◆ **Written task**: Resume the notebook that parses the BNC and loads the McRae norms, picking up after its final cell.

◆ **Source document**:
## 0. Prepare Objects

### A. Parse BNC

In [3]:
from nltk.corpus import BNCCorpusReader
import re

In [2]:
bnc_path = "/Users/jacobsw/Desktop/UNIV/FALL_2016/LIN389C_RSCH_COMPLING/CORPORA/BNC/Texts/"

In [5]:
bnc = BNCCorpusReader(root=bnc_path,fileids=r'\w*.xml')

In [7]:
type(bnc)

nltk.corpus.reader.bnc.BNCCorpusReader

In [9]:
%%time
bnc_sents = bnc.sents()

CPU times: user 4.25 s, sys: 210 ms, total: 4.46 s
Wall time: 4.69 s


In [10]:
len(bnc_sents)

6026276

In [24]:
from spacy.en import English

In [27]:
parser = English()

In [28]:
%%time
bnc_sents = [unicode(' '.join(sent)) for sent in bnc_sents]

CPU times: user 27min 8s, sys: 37.2 s, total: 27min 46s
Wall time: 27min 51s


In [29]:
%%time
parsed_sents = [parser(sent) for sent in bnc_sents]

CPU times: user 2h 12min 52s, sys: 4min 11s, total: 2h 17min 4s
Wall time: 2h 20min 29s


### B. Prepare Norms

In [32]:
def make_token2lemma(parsed_sents):
    
    lemmas = set()
    token2lemma = {}
    for parsed_sent in parsed_sents:
        for token in parsed_sent:
            token2lemma[token.orth_] = token.lemma_
    
    return token2lemma

In [33]:
%%time
token2lemma = make_token2lemma(parsed_sents)

CPU times: user 1min 32s, sys: 1min 20s, total: 2min 52s
Wall time: 4min 9s


In [34]:
import pandas as pd
import cPickle

In [35]:
norms,norm2prop,norm2propprob,props = cPickle.load(open("/Users/jacobsw/Desktop/UNIV/FALL_2016/LIN389C_RSCH_COMPLING/BAYESIAN/DATA/MCRAE/mcare_norm_data.p",'rb'))

◆ **Entries supplied**:
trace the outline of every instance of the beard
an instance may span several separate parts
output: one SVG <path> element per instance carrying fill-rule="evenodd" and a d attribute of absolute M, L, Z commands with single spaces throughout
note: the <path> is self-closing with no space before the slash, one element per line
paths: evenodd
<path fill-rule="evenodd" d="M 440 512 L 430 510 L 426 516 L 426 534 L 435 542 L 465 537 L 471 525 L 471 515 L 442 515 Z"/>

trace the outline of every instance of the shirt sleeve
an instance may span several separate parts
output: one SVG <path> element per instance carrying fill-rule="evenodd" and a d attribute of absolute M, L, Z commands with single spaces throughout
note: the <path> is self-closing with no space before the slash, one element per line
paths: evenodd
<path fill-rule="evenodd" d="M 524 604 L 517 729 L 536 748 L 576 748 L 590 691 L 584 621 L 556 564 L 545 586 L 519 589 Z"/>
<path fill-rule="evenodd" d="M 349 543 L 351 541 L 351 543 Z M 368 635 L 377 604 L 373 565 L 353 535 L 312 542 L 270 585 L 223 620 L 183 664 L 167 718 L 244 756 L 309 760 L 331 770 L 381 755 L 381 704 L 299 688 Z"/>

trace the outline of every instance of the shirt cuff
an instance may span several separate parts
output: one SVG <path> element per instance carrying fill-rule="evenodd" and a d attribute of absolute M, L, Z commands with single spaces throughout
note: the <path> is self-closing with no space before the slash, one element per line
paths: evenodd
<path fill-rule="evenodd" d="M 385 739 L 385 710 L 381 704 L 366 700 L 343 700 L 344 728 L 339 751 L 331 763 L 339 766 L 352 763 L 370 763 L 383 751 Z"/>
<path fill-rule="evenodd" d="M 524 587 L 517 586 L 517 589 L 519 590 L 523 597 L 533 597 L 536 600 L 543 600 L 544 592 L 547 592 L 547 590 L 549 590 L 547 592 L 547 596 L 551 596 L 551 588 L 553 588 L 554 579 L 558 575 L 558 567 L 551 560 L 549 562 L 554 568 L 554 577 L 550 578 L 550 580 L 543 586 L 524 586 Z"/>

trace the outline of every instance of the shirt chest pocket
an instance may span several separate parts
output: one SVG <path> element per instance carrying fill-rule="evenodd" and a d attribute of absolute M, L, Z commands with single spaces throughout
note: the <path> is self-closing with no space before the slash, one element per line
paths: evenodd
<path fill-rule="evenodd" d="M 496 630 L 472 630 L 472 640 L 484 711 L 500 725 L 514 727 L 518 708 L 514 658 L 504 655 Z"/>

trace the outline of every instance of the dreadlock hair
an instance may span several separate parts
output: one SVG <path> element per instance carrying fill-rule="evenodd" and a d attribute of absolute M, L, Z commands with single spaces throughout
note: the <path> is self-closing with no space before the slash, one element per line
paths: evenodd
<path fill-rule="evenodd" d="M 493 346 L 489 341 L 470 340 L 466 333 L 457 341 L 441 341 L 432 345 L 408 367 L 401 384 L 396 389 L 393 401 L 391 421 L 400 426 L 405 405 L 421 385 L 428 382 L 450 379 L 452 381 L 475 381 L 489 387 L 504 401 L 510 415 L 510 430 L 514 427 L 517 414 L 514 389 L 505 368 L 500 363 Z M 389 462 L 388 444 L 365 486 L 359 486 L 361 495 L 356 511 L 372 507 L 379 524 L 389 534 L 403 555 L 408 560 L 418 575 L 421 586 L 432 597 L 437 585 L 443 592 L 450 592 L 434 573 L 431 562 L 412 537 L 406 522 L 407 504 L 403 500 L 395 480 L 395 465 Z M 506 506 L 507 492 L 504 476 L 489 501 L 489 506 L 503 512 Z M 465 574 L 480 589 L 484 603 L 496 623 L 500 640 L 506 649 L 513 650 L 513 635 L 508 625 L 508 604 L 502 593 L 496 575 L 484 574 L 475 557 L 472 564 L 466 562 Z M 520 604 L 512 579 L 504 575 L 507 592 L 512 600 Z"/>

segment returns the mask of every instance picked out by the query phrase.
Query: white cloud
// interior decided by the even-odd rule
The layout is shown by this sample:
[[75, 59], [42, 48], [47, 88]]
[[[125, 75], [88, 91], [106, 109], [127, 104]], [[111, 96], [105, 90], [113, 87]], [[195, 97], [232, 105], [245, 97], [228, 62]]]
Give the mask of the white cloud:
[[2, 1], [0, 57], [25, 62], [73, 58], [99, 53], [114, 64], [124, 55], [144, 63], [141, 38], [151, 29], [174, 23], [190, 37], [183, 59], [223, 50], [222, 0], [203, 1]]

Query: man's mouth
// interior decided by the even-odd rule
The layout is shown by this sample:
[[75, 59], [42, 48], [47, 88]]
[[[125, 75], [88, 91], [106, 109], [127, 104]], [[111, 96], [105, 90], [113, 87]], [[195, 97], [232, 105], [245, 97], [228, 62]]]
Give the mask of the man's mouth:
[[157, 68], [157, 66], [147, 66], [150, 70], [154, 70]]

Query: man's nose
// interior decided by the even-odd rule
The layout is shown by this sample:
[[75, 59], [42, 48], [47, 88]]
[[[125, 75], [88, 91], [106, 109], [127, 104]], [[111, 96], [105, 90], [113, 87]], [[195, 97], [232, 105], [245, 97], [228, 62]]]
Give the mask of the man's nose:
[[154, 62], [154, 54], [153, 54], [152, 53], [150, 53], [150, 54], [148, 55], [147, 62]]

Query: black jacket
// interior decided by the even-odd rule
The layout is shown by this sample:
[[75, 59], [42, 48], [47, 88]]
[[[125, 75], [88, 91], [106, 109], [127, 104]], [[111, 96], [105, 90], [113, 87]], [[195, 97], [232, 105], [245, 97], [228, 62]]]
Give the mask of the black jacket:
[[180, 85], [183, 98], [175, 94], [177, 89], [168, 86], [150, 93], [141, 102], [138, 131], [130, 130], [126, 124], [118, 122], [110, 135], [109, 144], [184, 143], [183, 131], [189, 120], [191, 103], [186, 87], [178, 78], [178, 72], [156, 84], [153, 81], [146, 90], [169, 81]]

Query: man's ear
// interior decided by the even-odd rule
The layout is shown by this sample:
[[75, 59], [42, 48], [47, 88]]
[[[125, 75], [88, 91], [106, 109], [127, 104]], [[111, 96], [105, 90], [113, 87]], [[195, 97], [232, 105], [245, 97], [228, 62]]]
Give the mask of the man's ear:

◆ **Written response**:
## I. Pipeline

### A. $f: w\rightarrow (v,r)$

In [36]:
from collections import defaultdict
from spacy.en import STOPWORDS

In [37]:
def make_norm2vr(norms,token2lemma,parsed_sents):
    
    norms_set = set(norms)
    norm2vr = defaultdict(list)
    for parsed_sent in parsed_sents:
        for token in parsed_sent:
            if token.lemma_ in norms_set \
                and token.head.lemma_ not in STOPWORDS \
                and (token.dep_.endswith('subj') or token.dep_.endswith('obj')):
                rel = 'subj' if token.dep_.endswith('subj') else 'obj'
                norm2vr[token.lemma_] += [(token.head.lemma_,rel)]
                
    return norm2vr

In [39]:
%%time
norm2vr = make_norm2vr(norms,token2lemma,parsed_sents)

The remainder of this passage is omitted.